> _Problem_
Rescale everything in the listing below, from the line containing "Target = tall deciduous tree" down to the end of the listing, and reproduce it with the requests included. Multiply every point coordinate in the answers by 0.65 and round to whole numbers, rounding halves up, and omit the pictures.

> _Given records_
---
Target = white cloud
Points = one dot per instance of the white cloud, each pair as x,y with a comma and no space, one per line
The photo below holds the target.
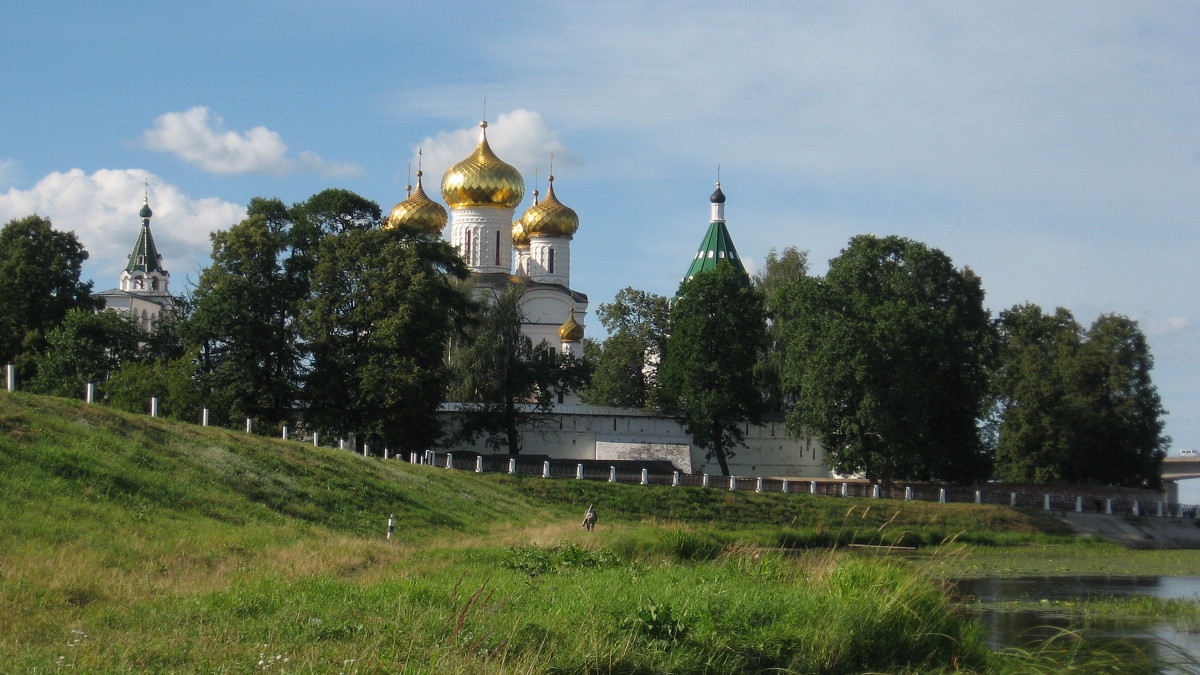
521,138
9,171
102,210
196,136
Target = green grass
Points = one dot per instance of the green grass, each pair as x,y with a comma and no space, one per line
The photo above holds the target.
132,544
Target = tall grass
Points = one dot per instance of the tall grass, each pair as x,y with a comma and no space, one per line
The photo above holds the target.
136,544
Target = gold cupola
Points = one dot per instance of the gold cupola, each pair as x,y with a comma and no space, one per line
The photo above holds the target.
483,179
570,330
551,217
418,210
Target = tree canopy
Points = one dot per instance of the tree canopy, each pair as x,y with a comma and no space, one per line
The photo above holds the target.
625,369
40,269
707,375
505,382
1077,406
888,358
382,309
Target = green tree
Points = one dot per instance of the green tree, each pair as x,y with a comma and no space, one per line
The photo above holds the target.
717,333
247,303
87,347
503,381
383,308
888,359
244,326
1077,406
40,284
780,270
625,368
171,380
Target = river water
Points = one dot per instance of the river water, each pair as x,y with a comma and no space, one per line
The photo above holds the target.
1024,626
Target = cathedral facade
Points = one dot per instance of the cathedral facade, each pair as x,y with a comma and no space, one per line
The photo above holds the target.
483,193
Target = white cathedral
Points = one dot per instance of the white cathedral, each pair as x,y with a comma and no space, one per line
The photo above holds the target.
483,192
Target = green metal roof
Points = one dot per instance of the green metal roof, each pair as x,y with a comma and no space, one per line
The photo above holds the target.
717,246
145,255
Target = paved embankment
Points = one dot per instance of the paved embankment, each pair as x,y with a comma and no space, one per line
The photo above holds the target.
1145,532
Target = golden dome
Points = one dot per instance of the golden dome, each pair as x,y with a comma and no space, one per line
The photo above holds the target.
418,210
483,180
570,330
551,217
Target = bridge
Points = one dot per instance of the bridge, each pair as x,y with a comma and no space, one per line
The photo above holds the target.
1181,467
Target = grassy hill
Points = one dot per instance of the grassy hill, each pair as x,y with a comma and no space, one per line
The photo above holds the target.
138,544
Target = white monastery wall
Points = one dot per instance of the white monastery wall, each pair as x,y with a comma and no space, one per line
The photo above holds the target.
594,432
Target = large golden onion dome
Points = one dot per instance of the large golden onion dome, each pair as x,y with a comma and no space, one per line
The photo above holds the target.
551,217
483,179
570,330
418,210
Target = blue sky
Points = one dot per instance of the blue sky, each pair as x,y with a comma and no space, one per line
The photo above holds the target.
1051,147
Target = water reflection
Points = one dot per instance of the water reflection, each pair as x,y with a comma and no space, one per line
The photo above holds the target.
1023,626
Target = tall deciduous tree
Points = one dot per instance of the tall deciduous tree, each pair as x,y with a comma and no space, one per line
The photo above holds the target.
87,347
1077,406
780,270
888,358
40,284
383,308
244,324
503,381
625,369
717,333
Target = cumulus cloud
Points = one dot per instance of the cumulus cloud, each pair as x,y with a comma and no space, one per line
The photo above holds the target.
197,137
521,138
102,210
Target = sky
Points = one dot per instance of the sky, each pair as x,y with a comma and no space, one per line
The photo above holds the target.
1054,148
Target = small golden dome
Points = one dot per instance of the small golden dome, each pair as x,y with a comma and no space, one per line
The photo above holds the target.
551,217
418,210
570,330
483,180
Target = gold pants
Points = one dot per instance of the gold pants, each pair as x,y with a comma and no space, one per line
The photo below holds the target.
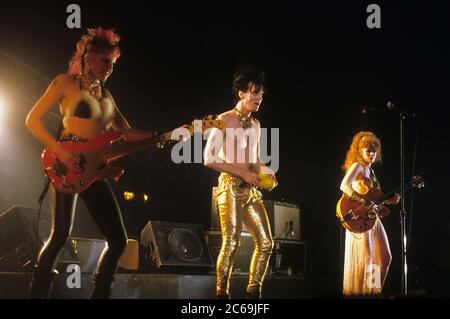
---
> _Exercise output_
Target = tall deciduous tree
Points = one dot per instance of the tall deciduous tree, each pair as x,y with a comma and no space, one per line
The photo above holds the target.
57,226
700,264
507,176
577,233
26,185
249,200
159,211
327,248
406,240
466,216
Target = cumulus cloud
Points = one dot per instance of the cumulus cloud, each pair as x,y with a comma and no space, one per line
The photo above holds the target.
128,89
339,90
66,137
Target = sky
Points = one dot per instance of the sky, each pair as x,y with a comma and no space, one per line
The photo above holds the target.
685,96
Target = small golden dome
Points = one dot per instance of the small golden dome, each pair as x,y with a comma and no space, one per line
The photo above holds the target.
358,141
272,137
371,215
314,117
Target = gold pants
Points = one dot per instance of the gold pants, each pair as x,y with a comma and no space, one per line
The photo below holds the target.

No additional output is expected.